_SET EXERCISE 1_
Report every line of the listing below that contains the string "leafy", copying each such line in full.

_EXTRACT TO READ_
Scarling » Kestrel

27 Nov 2008

Ever since we deployed scarling in production, its name has progressed from being a stale joke to an annoyance. It started out as a test of porting starling to scala, but as features have been added and it’s been hardened by the real world, it has needed its own identity. I wanted to stay with the bird theme, because I think it’s cute, so after spending several days mulling over possible new names, I’ve settled on “kestrel”.

Poof! And so it is. What was scarling is now kestrel. I’ve updated the code and github page: http://github.com/robey/kestrel/

Meanwhile, over the last couple of weeks, I’ve added three big features.

Big Queues

One of the working assumptions of kestrel is that queues are normally empty. A healthy system has more consumers than producers, so new work items are gobbled up as fast as they come in, and we can usually keep all queued items in memory, for the rare times there are any items queued at all.

However, you may have an event – like a realigning US presidential election – which causes brief “high traffic” bursts that temporarily overwhelm consumers. It became clear at Twitter that we needed to have a graceful soft-landing for these bursts, to prevent kestrel from running out of memory or needing manual intervention.

In kestrel’s git-head, now, when a queue passes a memory limit (128MB by default), that queue will be dropped into what I call “read-behind mode”. New items are added to the queue by writing them into the queue’s journal, but not kept around in memory. Instead, we just keep the first 128MB of the queue head in memory, and track a second file pointer to our journal. As items are read from the queue, this new file pointer replays the journal from behind, filling the queue back up until it either catches up with the write pointer or fills up 128MB again.

In effect, we’re keeping a window of the head of the queue in memory, and using the journal as a disk store for the rest. It nicely caps memory consumption and the added disk I/O can be amortized out across consumers.

You probably don’t want to let an out-of-control queue grow forever because it will fill up your disk, but this should make it cope well with short-term spikes and give you one less thing to worry about when the snake is trying to swallow the pig.

_SET EXERCISE 2_
Rewrite part of the kestrel post above, changing "consumers" to "workers" wherever it occurs. Begin at the words "One of the working" and stop after "needing manual intervention.".

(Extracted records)
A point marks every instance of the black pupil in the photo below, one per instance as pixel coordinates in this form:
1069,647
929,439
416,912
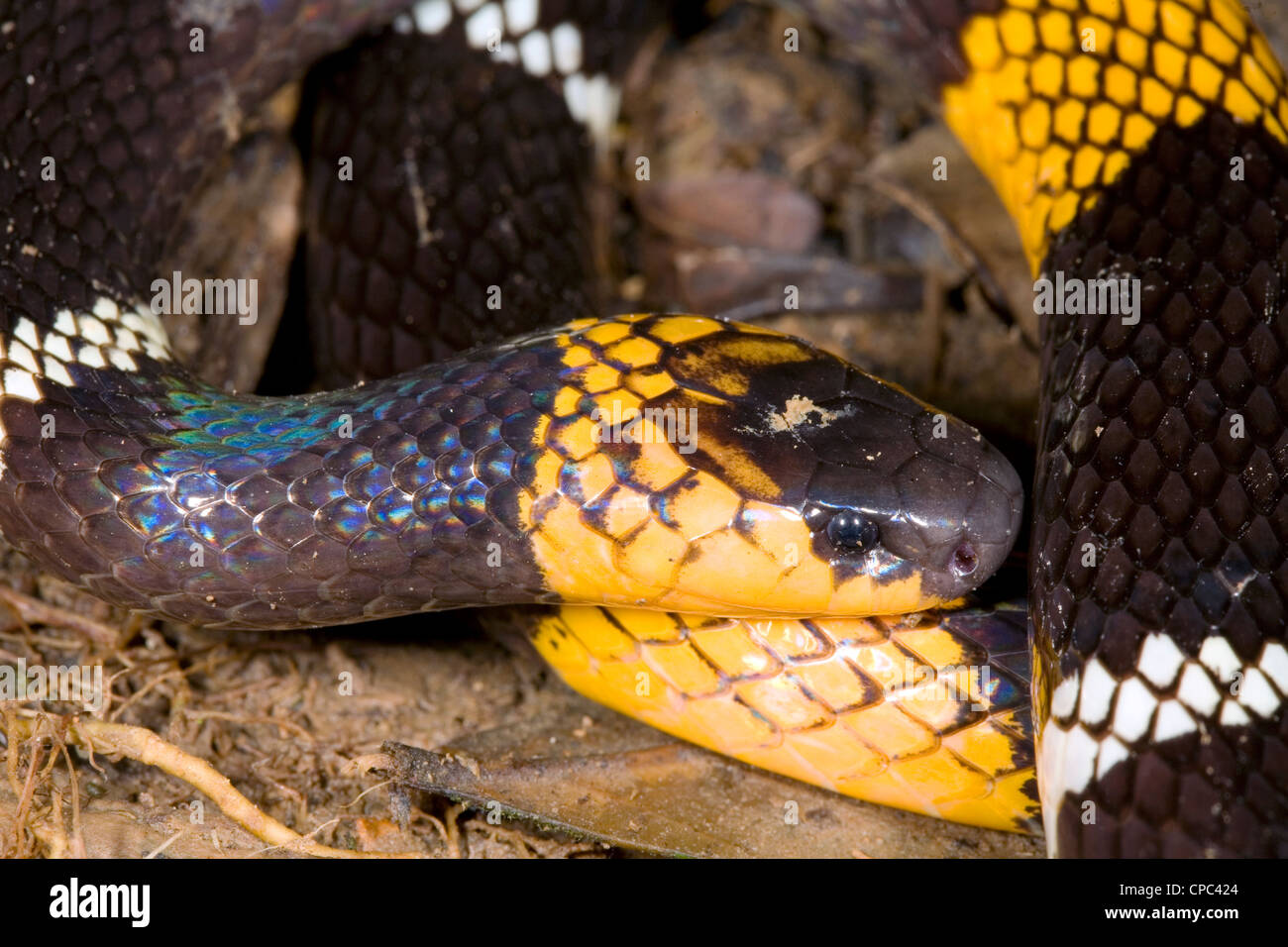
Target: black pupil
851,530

--

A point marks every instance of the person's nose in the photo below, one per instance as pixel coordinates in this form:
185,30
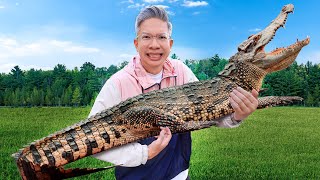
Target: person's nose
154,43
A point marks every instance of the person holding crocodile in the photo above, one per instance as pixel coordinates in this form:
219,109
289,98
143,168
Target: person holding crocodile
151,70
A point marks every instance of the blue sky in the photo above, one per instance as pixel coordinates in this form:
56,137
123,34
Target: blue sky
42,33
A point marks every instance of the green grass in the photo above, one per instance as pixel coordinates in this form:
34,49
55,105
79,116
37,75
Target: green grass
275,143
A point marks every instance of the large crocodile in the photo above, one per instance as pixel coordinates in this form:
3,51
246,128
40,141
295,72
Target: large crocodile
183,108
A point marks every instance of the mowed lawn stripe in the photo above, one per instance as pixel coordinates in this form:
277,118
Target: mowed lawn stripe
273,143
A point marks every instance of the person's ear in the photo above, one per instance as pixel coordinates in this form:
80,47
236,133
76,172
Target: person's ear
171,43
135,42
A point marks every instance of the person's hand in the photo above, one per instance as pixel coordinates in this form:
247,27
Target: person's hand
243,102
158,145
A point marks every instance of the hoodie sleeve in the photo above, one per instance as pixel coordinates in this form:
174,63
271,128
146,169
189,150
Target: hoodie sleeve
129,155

--

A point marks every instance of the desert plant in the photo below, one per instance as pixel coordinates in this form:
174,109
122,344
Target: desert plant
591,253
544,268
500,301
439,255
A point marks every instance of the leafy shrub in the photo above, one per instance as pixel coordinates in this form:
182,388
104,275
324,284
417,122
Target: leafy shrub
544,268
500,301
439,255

_EXERCISE SOLUTION 1_
A point marks every instance of the leafy shrub in the photo above, one per instance as pixel coordinates in this form:
Target: leafy shrub

_EXERCISE SOLUTION 2_
One of the working assumptions of kestrel is that queues are normally empty. A healthy system has more workers than producers, so new work items are gobbled up as fast as they come in, and we can usually keep all queued items in memory, for the rare times there are any items queued at all.

However, you may have an event – like a realigning US presidential election – which causes brief “high traffic” bursts that temporarily overwhelm workers. It became clear at Twitter that we needed to have a graceful soft-landing for these bursts, to prevent kestrel from running out of memory or needing manual intervention.